Задание A:
Определите, соответствуют ли тексту страницы следующие утверждения: (i) Владимир Мономах назван в нём великим князем киевским; (ii) рассказчик с самого начала заметил, что в больнице что-то не так; (iii) мужчины в больнице ходят в казенных пижамах. На каждое утверждение ответьте «да» или «нет» и приведите решающие слова текста в точной цитате.
Задание B:
Выпишите из текста страницы фрагмент, начиная со слов "Оружие вытаскивают грешники, натягивают" и заканчивая словами "луки их сломаются." включительно.

Текст страницы:
Оружие вытаскивают грешники, натягивают лука своего, чтобы перестрелять нищих, заколоть правых сердцем. Оружие их войдет в сердце их, и луки их сломаются.
Владимир Мономах, великий князь киевский (1113-1125), государственный и политический деятель

Вечерний  обмен зефиром

31 июля, 1998 - 00:00

«Я СЮДА НЕ ДЛЯ ТОГО ЛЕГЛА!»

Итак, сначала я ничего не замечал, ибо собирался умирать, но потом,
когда дело пошло на лад, я враз почувствовал: что-то здесь не так, как
должно быть в больнице. Мужики ходят не в несуразных казенных пижамах,
а в приличной домашней одежде, даже в джинсах, а один (сдуреть можно) при
галстуке.

Сохранённые данные:

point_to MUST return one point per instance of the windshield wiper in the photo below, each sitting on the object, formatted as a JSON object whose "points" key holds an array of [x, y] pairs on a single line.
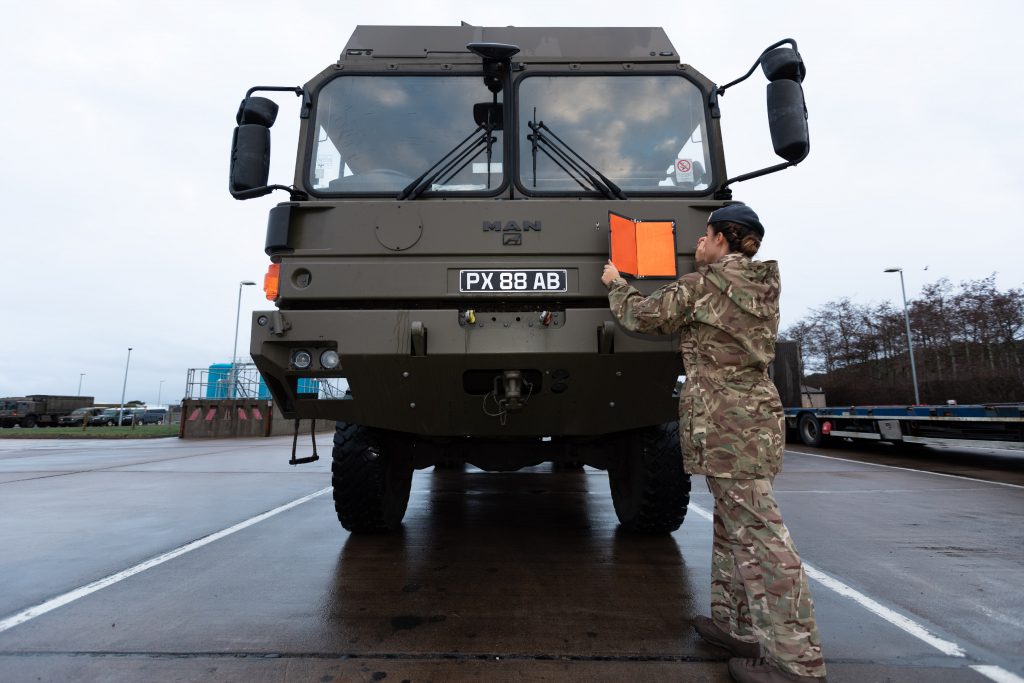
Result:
{"points": [[453, 162], [555, 146]]}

Правильный ответ A:
(i) Да: «Владимир Мономах, великий князь киевский (1113-1125)».
(ii) Нет: «сначала я ничего не замечал, ибо собирался умирать».
(iii) Нет: «Мужики ходят не в несуразных казенных пижамах, а в приличной домашней одежде».

Правильный ответ B:
Оружие вытаскивают грешники, натягивают лука своего, чтобы перестрелять нищих, заколоть правых сердцем. Оружие их войдет в сердце их, и луки их сломаются.